Il s’en plaint éloquemment dans une lettre écrite à M. Benjamin Harrison, de Virginie.

« Il me paraît aussi clair que le jour que jamais l’Amérique n’a eu un besoin plus pressant de la sagesse, du patriotisme et de l’énergie de ses enfants ; aussi, si ce n’est pas un juste sujet d’affliction générale, je suis, pour mon compte, vivement et douloureusement préoccupé de voir que, trop touché de leurs intérêts particuliers, un grand nombre des hommes les plus habiles s’est retiré du Congrès, au grand dommage du bien public. Notre système politique peut être comparé au mécanisme d’une horloge, et nous devrions en tirer une leçon. À quoi bon tenir les petites roues en bon état, si on néglige la grande roue, qui est le ressort principal et le premier moteur de toute la machine ?

■ ■ ■ ■ ■

* **CONSIGNE**
Prélevez dans l'extrait, tel quel, la portion qui commence aux mots « Il s’en plaint » et s'arrête après les mots « toute la machine ? ». Le matériel ci-dessous n'est pas nécessaire.

■ ■ ■ ■ ■

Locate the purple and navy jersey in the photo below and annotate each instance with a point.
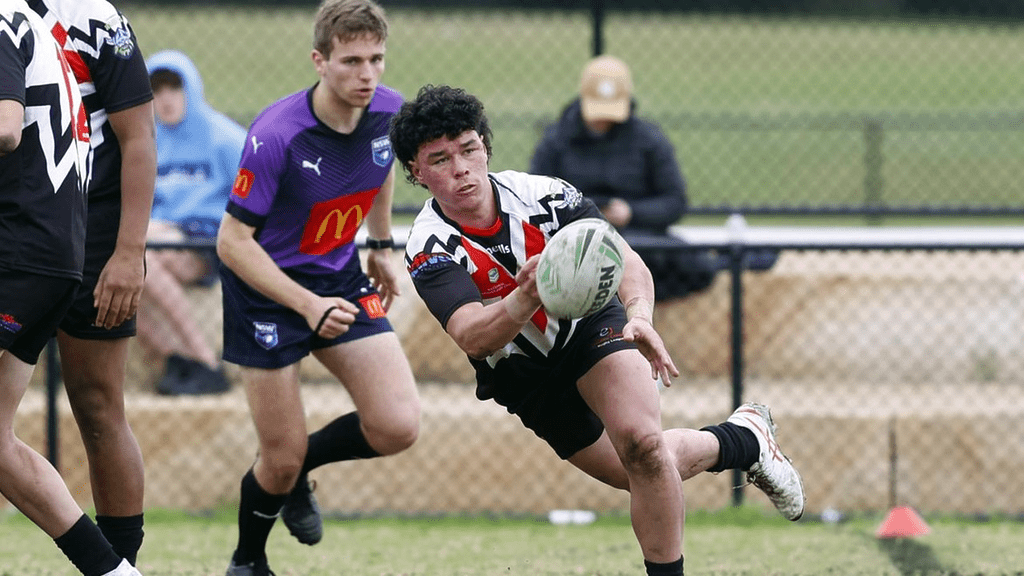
(306, 188)
(453, 265)
(100, 46)
(43, 181)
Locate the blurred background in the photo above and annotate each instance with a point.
(894, 371)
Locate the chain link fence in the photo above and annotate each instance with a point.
(894, 374)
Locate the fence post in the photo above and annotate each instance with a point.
(597, 15)
(52, 419)
(737, 250)
(873, 136)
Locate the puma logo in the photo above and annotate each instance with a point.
(311, 166)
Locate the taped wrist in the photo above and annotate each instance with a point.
(639, 306)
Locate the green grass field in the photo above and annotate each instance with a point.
(731, 542)
(760, 110)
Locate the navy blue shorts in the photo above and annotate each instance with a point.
(100, 239)
(261, 333)
(543, 393)
(31, 307)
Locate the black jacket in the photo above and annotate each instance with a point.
(634, 162)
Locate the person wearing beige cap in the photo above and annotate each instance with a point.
(628, 167)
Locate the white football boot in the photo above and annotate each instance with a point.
(773, 472)
(124, 569)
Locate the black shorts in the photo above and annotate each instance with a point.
(100, 239)
(31, 307)
(543, 393)
(261, 333)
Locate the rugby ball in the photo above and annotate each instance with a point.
(581, 269)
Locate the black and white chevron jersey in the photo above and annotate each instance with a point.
(453, 265)
(102, 51)
(43, 181)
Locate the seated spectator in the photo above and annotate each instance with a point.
(628, 167)
(198, 151)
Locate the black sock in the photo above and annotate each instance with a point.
(739, 448)
(257, 512)
(340, 440)
(86, 547)
(670, 569)
(124, 533)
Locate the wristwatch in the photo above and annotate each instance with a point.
(375, 244)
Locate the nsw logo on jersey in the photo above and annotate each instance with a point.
(266, 334)
(381, 151)
(427, 261)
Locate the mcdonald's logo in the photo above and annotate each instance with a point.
(333, 223)
(243, 182)
(341, 220)
(373, 305)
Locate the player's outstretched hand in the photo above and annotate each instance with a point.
(526, 278)
(641, 331)
(331, 317)
(381, 274)
(119, 289)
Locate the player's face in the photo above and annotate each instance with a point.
(455, 170)
(352, 71)
(169, 105)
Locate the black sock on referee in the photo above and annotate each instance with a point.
(86, 547)
(739, 448)
(340, 440)
(257, 512)
(669, 569)
(124, 533)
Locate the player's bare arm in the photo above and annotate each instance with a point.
(637, 292)
(239, 250)
(480, 330)
(120, 284)
(11, 117)
(379, 266)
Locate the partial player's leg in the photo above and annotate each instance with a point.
(376, 373)
(617, 389)
(386, 420)
(94, 375)
(771, 470)
(275, 405)
(27, 479)
(694, 452)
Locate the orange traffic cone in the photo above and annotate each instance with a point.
(902, 522)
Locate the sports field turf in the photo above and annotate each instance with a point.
(730, 542)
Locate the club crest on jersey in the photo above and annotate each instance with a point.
(382, 151)
(266, 334)
(570, 197)
(120, 39)
(426, 262)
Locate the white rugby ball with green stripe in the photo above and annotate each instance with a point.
(581, 269)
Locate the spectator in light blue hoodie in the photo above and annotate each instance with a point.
(198, 151)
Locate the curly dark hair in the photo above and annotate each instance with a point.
(436, 112)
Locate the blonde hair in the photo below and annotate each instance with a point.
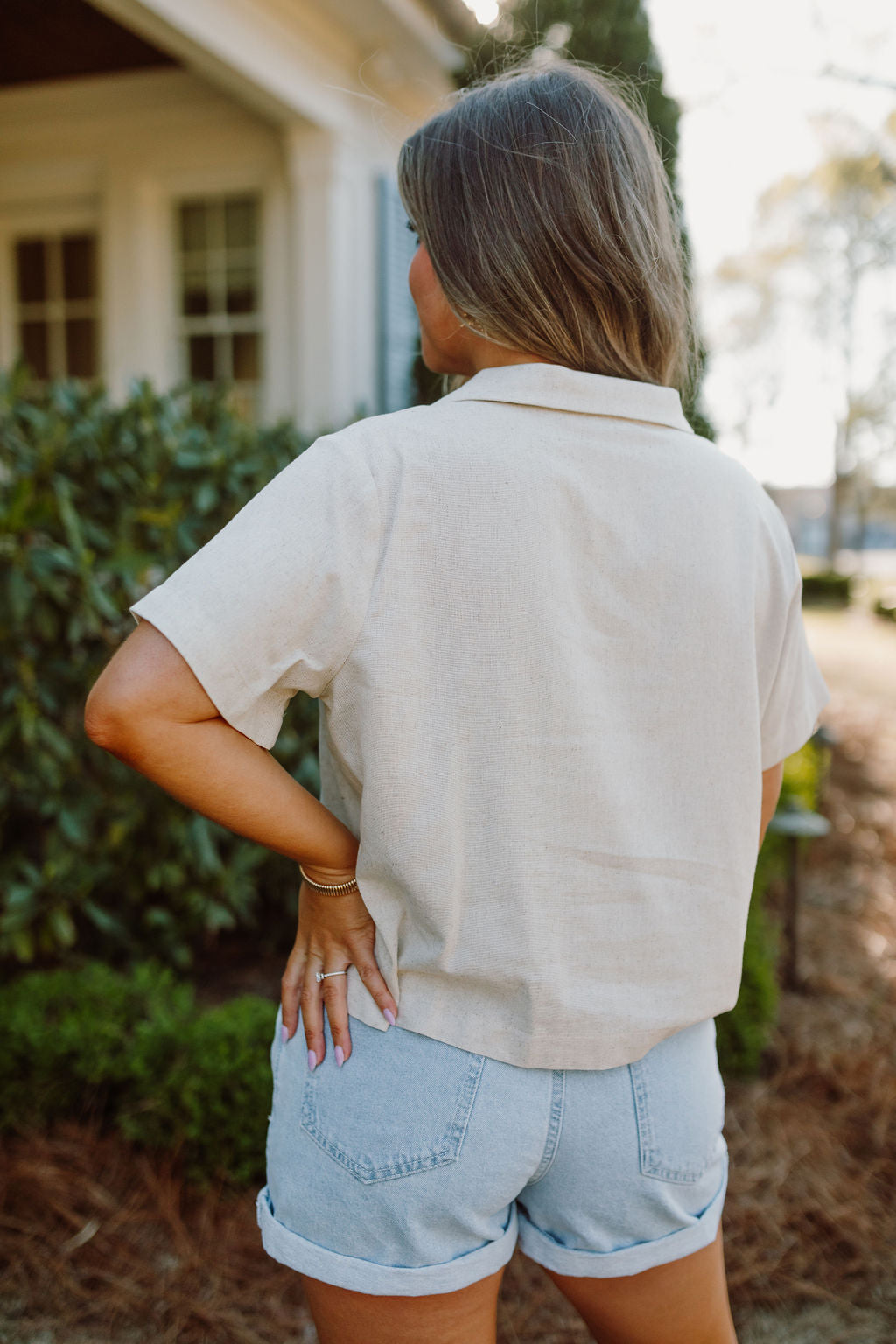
(543, 203)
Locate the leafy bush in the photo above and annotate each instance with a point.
(828, 588)
(98, 503)
(135, 1051)
(743, 1032)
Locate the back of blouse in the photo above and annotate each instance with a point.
(556, 637)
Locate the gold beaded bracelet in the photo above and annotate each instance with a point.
(338, 889)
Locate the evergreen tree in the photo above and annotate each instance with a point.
(610, 34)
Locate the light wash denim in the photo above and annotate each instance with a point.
(416, 1166)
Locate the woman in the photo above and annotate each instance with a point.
(557, 646)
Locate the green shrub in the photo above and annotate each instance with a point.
(98, 503)
(135, 1051)
(214, 1097)
(828, 589)
(743, 1032)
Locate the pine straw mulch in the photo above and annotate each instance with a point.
(102, 1245)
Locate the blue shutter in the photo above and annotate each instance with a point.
(398, 330)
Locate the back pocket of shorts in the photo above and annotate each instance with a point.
(399, 1105)
(680, 1105)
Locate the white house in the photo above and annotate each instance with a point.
(207, 188)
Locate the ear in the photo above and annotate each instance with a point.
(145, 679)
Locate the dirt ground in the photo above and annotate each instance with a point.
(98, 1245)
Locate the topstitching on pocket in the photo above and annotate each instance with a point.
(680, 1105)
(401, 1103)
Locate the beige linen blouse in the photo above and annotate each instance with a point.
(555, 636)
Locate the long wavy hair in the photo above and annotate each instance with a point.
(550, 220)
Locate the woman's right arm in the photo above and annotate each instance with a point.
(771, 781)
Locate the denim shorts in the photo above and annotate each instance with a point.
(416, 1166)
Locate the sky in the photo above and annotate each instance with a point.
(748, 80)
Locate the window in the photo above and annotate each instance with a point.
(58, 311)
(218, 292)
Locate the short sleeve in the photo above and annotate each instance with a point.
(274, 602)
(797, 692)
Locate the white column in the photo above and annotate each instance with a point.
(331, 290)
(136, 284)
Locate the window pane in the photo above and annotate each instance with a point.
(195, 296)
(80, 266)
(246, 355)
(35, 347)
(192, 228)
(202, 358)
(80, 347)
(241, 292)
(32, 268)
(240, 222)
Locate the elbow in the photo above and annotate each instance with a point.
(101, 724)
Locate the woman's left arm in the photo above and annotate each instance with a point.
(150, 710)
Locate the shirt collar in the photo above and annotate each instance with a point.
(574, 390)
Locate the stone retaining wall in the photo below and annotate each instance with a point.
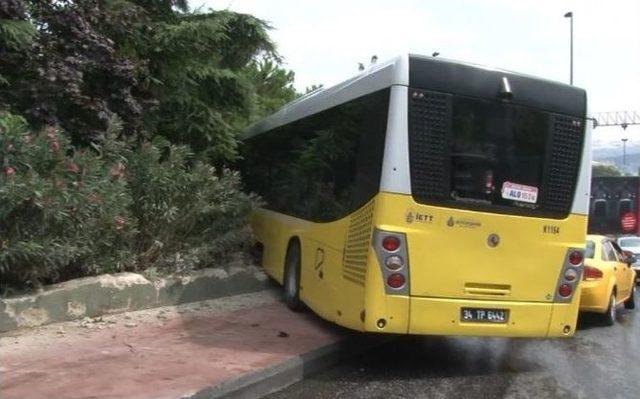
(122, 292)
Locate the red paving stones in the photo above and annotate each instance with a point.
(169, 359)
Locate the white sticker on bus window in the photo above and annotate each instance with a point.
(519, 192)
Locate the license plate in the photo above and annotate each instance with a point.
(484, 315)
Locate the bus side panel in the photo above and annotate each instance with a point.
(324, 287)
(274, 231)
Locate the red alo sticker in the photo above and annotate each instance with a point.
(519, 192)
(628, 222)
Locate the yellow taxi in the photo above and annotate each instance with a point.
(607, 279)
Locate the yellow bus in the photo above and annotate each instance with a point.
(426, 196)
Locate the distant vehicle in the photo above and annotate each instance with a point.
(608, 279)
(426, 196)
(631, 244)
(614, 208)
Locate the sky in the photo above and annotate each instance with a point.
(323, 41)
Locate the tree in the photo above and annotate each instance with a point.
(599, 169)
(162, 69)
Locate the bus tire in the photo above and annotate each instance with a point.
(292, 277)
(609, 317)
(630, 303)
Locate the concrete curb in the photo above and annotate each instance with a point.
(123, 292)
(280, 376)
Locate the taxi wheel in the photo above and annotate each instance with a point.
(292, 277)
(609, 317)
(630, 303)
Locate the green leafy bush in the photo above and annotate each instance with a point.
(67, 212)
(63, 212)
(189, 215)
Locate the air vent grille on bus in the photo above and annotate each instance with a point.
(429, 120)
(563, 164)
(357, 247)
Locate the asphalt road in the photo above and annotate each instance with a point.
(599, 362)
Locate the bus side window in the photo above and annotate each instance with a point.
(600, 209)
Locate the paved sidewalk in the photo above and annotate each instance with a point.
(167, 352)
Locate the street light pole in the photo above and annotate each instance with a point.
(570, 16)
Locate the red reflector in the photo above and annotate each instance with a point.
(396, 280)
(391, 243)
(591, 273)
(575, 258)
(565, 290)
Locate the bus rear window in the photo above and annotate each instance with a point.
(498, 153)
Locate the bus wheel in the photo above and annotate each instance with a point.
(630, 303)
(292, 277)
(609, 317)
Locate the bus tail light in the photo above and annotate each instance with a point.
(575, 258)
(591, 273)
(394, 262)
(391, 243)
(569, 275)
(392, 253)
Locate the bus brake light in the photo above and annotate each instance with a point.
(565, 290)
(391, 243)
(575, 258)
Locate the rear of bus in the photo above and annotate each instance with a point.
(479, 226)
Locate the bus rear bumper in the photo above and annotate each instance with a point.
(441, 316)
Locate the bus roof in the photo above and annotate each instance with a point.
(376, 77)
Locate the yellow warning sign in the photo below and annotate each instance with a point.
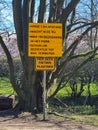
(44, 63)
(45, 40)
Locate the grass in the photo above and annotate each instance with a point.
(66, 91)
(84, 119)
(5, 86)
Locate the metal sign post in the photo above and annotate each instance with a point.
(44, 96)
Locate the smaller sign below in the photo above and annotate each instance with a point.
(44, 63)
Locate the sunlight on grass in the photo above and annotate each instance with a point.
(85, 119)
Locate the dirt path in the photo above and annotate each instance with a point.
(29, 122)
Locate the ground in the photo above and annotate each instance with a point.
(26, 121)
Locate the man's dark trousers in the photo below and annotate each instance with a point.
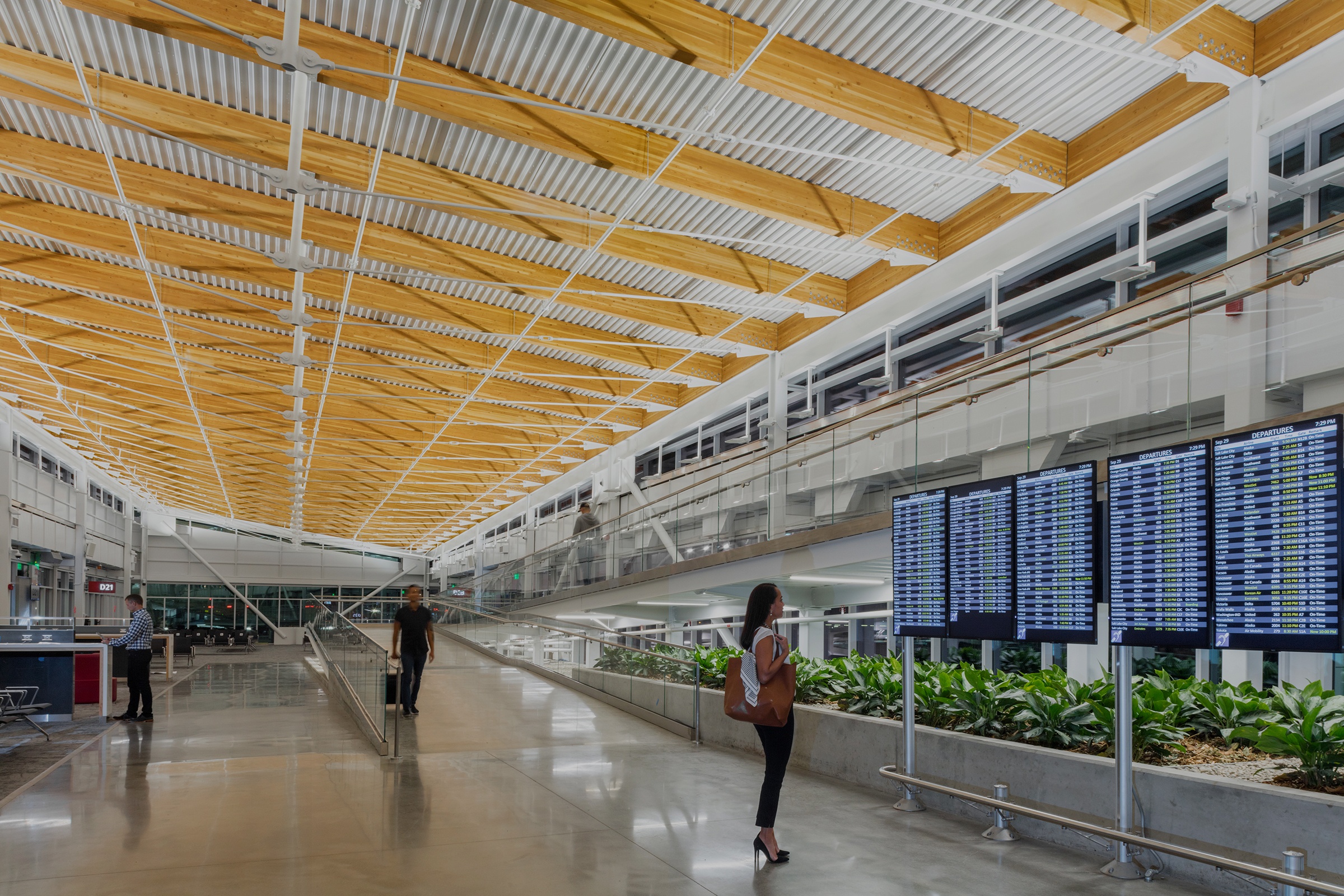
(413, 667)
(138, 683)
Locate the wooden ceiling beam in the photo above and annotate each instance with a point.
(81, 309)
(1294, 29)
(346, 163)
(605, 144)
(1220, 34)
(717, 42)
(381, 295)
(209, 258)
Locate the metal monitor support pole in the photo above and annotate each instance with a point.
(1124, 864)
(911, 801)
(397, 716)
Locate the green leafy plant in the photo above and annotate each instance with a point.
(982, 706)
(1316, 739)
(935, 693)
(1052, 719)
(1155, 729)
(870, 688)
(1226, 710)
(816, 682)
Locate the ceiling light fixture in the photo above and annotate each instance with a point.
(674, 604)
(835, 580)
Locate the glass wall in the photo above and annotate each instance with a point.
(214, 606)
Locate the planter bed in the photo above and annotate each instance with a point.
(1241, 820)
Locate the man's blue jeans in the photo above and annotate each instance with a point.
(413, 667)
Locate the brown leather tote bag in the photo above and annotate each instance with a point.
(774, 700)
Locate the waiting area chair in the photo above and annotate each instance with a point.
(17, 703)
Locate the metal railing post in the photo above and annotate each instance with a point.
(911, 801)
(1002, 829)
(1124, 864)
(698, 702)
(1295, 864)
(1289, 879)
(397, 716)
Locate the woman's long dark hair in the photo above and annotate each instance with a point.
(758, 608)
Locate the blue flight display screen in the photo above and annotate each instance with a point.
(1159, 547)
(920, 564)
(980, 563)
(1277, 538)
(1056, 542)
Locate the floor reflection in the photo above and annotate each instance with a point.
(252, 781)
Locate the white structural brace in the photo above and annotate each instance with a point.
(374, 593)
(226, 582)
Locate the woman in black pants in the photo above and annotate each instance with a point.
(767, 654)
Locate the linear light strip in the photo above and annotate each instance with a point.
(711, 109)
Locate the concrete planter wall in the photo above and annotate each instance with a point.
(1240, 820)
(671, 700)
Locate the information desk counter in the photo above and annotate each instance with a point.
(50, 668)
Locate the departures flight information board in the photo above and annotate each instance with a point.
(1277, 538)
(1159, 547)
(1056, 540)
(980, 602)
(920, 564)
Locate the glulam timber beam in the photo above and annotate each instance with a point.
(605, 144)
(1220, 34)
(210, 258)
(348, 164)
(713, 41)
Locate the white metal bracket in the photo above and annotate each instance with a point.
(904, 258)
(1022, 182)
(287, 316)
(273, 50)
(295, 261)
(1201, 69)
(299, 182)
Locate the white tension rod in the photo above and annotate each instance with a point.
(1143, 268)
(992, 332)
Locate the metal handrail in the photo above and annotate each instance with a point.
(572, 634)
(1012, 355)
(344, 682)
(362, 633)
(1110, 833)
(696, 710)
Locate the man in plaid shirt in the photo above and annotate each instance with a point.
(138, 640)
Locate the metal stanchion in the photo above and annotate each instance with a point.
(1295, 864)
(1002, 829)
(1124, 864)
(397, 716)
(911, 801)
(698, 703)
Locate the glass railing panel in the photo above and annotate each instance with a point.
(657, 678)
(361, 661)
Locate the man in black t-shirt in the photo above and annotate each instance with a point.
(413, 633)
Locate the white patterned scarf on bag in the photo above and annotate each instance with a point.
(750, 684)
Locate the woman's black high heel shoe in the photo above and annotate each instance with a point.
(758, 847)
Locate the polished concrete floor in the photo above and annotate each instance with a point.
(253, 782)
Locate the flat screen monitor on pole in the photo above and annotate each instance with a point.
(920, 564)
(1056, 554)
(980, 597)
(1277, 538)
(1159, 547)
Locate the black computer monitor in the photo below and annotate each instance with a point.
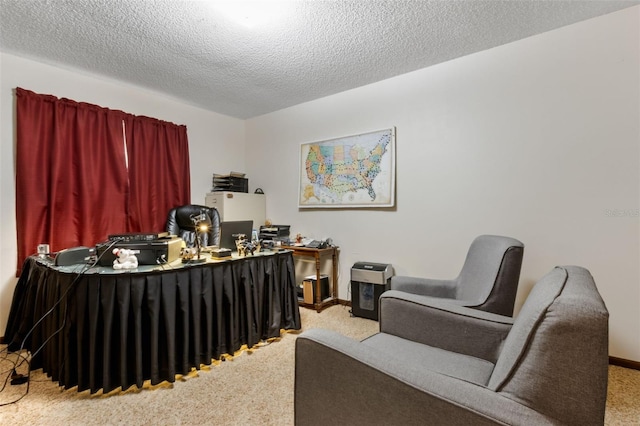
(229, 232)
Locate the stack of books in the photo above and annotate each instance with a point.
(234, 182)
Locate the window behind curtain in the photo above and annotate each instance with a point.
(74, 185)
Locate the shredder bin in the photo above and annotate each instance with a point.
(368, 281)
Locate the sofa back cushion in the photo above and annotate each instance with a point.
(555, 359)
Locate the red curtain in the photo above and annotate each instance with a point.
(158, 172)
(73, 186)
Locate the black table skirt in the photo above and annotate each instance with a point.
(107, 331)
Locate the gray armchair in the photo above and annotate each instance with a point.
(488, 280)
(548, 366)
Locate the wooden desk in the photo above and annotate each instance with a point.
(318, 255)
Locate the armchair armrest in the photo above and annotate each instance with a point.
(340, 380)
(424, 286)
(442, 324)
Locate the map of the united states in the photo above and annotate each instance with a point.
(337, 171)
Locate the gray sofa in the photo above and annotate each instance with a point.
(441, 364)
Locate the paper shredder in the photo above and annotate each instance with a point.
(368, 281)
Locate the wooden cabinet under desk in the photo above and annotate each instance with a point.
(319, 254)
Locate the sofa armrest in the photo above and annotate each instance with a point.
(444, 325)
(339, 380)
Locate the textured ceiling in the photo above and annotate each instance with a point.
(191, 50)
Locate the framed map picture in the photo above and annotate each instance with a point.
(352, 171)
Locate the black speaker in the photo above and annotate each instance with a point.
(72, 256)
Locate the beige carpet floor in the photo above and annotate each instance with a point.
(255, 387)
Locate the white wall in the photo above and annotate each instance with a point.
(537, 139)
(216, 142)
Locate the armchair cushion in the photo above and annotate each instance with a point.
(488, 280)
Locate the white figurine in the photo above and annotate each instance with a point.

■ ■ ■ ■ ■

* **RÉPONSE**
Il s’en plaint éloquemment dans une lettre écrite à M. Benjamin Harrison, de Virginie.

« Il me paraît aussi clair que le jour que jamais l’Amérique n’a eu un besoin plus pressant de la sagesse, du patriotisme et de l’énergie de ses enfants ; aussi, si ce n’est pas un juste sujet d’affliction générale, je suis, pour mon compte, vivement et douloureusement préoccupé de voir que, trop touché de leurs intérêts particuliers, un grand nombre des hommes les plus habiles s’est retiré du Congrès, au grand dommage du bien public. Notre système politique peut être comparé au mécanisme d’une horloge, et nous devrions en tirer une leçon. À quoi bon tenir les petites roues en bon état, si on néglige la grande roue, qui est le ressort principal et le premier moteur de toute la machine ?